◆ TASK PROMPT:
In the records below, find the line with "Locate every instance of the kayaker's"; retype that line and all the following lines through the end, exactly, and add nothing.
Start of Block
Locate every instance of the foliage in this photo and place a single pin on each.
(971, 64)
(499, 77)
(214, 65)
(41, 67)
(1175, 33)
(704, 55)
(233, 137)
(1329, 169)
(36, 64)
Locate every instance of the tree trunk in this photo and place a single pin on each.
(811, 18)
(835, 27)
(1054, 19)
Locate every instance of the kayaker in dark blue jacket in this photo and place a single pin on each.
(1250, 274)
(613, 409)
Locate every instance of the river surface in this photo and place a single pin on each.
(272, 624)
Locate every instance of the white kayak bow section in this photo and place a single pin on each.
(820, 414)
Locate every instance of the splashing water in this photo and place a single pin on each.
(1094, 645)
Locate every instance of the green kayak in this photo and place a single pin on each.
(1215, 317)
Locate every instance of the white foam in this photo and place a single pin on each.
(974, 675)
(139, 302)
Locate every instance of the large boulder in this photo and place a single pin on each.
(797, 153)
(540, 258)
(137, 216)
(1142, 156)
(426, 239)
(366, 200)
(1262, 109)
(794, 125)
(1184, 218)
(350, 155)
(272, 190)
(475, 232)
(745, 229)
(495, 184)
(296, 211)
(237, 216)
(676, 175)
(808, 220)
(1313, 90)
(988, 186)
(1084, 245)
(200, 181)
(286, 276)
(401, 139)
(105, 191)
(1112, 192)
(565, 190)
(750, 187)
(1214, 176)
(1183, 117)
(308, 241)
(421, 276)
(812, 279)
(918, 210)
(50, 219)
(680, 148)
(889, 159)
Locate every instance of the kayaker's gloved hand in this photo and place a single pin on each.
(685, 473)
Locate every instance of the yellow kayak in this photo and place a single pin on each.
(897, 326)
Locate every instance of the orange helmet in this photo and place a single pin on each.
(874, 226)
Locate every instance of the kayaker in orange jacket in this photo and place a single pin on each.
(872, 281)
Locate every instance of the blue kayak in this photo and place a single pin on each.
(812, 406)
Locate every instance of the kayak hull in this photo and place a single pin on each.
End of Block
◆ RESPONSE AREA:
Locate every instance of the kayaker's gloved hand in this photo and place a single pin on each.
(685, 473)
Locate every instance of the yellow kayak in this photo and place a single pin on each.
(897, 326)
Locate every instance of the orange helmet in this photo and place a single pin on each.
(874, 226)
Locate every instance of the kayaker in orange jacket in this photo and place a single pin on each.
(872, 281)
Locate every instance of the blue kayak in this photo and place a single pin on each.
(812, 406)
Locate every instance of the kayak hull in this photo and place a single pin on each.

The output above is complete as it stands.